Would you please output the data exactly, omitting no line?

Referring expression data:

■ ■ ■ ■ ■ ■ ■

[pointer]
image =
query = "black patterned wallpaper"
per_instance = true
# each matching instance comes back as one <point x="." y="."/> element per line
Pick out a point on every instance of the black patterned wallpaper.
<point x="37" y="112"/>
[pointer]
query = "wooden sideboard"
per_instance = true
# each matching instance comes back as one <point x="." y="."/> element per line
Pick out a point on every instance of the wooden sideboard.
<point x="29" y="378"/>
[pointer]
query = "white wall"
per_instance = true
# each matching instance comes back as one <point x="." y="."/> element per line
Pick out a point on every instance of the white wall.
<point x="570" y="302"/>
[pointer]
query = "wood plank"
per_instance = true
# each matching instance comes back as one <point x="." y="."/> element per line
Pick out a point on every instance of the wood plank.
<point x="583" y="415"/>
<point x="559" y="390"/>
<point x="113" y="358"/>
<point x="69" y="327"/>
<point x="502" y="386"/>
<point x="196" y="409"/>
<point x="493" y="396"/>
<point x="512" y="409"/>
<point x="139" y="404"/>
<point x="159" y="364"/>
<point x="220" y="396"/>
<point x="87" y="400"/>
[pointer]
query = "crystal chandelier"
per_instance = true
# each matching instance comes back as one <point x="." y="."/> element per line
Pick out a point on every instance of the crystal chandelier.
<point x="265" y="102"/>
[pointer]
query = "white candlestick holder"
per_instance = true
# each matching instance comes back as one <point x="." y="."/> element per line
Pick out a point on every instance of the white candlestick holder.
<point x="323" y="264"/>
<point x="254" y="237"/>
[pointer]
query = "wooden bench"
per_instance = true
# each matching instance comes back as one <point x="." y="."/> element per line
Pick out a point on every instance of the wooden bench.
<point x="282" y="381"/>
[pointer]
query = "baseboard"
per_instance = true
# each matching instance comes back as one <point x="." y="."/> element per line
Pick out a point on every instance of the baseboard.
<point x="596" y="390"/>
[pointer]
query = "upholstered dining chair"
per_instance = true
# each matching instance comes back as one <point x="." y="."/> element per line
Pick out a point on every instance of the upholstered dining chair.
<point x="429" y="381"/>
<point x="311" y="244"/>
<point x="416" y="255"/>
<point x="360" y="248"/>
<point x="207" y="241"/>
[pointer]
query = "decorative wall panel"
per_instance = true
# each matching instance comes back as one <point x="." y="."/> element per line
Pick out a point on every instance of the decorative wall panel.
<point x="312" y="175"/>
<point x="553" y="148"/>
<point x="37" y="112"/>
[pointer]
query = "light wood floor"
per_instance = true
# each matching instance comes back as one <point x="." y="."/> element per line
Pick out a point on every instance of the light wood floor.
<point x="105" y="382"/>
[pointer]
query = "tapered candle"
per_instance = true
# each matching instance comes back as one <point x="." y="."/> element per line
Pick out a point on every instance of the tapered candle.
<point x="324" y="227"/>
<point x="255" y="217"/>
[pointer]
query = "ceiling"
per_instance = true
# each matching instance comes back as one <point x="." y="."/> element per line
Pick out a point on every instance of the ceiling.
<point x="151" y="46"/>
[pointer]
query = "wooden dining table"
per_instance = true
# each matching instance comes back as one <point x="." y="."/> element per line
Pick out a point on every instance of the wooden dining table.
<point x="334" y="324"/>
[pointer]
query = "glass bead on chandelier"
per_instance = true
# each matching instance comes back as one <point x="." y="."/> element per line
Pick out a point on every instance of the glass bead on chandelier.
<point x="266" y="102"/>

■ ■ ■ ■ ■ ■ ■

- [EXERCISE ANSWER]:
[pointer]
image =
query = "black patterned wallpaper"
per_instance = true
# each matching instance comes back as one <point x="." y="."/> element per line
Pick out a point on every instance of the black patterned wallpaper.
<point x="37" y="112"/>
[pointer]
query = "wooden sideboard"
per_instance = true
# each matching instance comes back as one <point x="." y="."/> element per line
Pick out a point on every instance of the wooden sideboard.
<point x="29" y="378"/>
[pointer]
query = "white wall"
per_instance = true
# each matching instance comes back as one <point x="." y="."/> element per line
Pick out a point on every instance of the white wall.
<point x="570" y="302"/>
[pointer]
query = "wood plank"
per_instance = true
# each matching instance comes back as one <point x="." y="."/> element per line
Pick out a point on every instance of the wood plank.
<point x="583" y="415"/>
<point x="559" y="390"/>
<point x="113" y="358"/>
<point x="69" y="327"/>
<point x="502" y="386"/>
<point x="196" y="409"/>
<point x="493" y="396"/>
<point x="512" y="409"/>
<point x="139" y="404"/>
<point x="159" y="364"/>
<point x="220" y="396"/>
<point x="87" y="400"/>
[pointer]
query = "crystal chandelier"
per_instance = true
# each matching instance comes back as one <point x="." y="."/> element per line
Pick out a point on every instance of the crystal chandelier.
<point x="265" y="102"/>
[pointer]
query = "white candlestick holder"
per_instance = true
# each matching instance comes back as one <point x="." y="."/> element per line
Pick out a point on every instance of the white candlestick holder.
<point x="323" y="264"/>
<point x="254" y="237"/>
[pointer]
query = "wooden bench"
per_instance = true
# each matching instance comes back as one <point x="." y="."/> element per line
Pick out a point on every instance of the wooden bench.
<point x="282" y="381"/>
[pointer]
query = "baseboard"
per_instance = true
# each matching instance comes back as one <point x="." y="."/> element per line
Pick out a point on every instance of the baseboard.
<point x="596" y="390"/>
[pointer]
query = "upholstered dining chair"
per_instance = true
# each matching instance comes back as one <point x="." y="."/> element per line
Pick out a point on every instance of the upholstered dining chair.
<point x="429" y="381"/>
<point x="311" y="244"/>
<point x="416" y="255"/>
<point x="360" y="248"/>
<point x="207" y="241"/>
[pointer]
query = "decorative wall panel"
per_instance = true
# each matching instance comes back as one <point x="." y="."/> element per line
Pick out a point on every instance of the decorative wall panel.
<point x="312" y="175"/>
<point x="553" y="148"/>
<point x="37" y="112"/>
[pointer]
query = "light wood floor"
per_instance = true
# each matching instance comes back as one <point x="." y="."/> element per line
Pick out a point on every instance of the light wood floor.
<point x="105" y="382"/>
[pointer]
query = "tapered candle"
per_instance = true
# each matching instance comes back as one <point x="." y="."/> element per line
Pick out a point on every instance of the tapered candle.
<point x="324" y="227"/>
<point x="255" y="217"/>
[pointer]
query = "ceiling"
per_instance = true
# each matching instance comes back as one <point x="." y="."/> element per line
Pick out a point on every instance of the ceiling.
<point x="151" y="46"/>
[pointer]
query = "wooden dining table"
per_instance = true
# each matching instance comes back as one <point x="." y="."/> element per line
Pick out a point on every instance of the wooden dining table.
<point x="334" y="324"/>
[pointer]
query = "glass bead on chandelier"
per_instance = true
# each matching instance comes back as one <point x="." y="."/> element per line
Pick out a point on every instance of the glass bead on chandelier.
<point x="266" y="102"/>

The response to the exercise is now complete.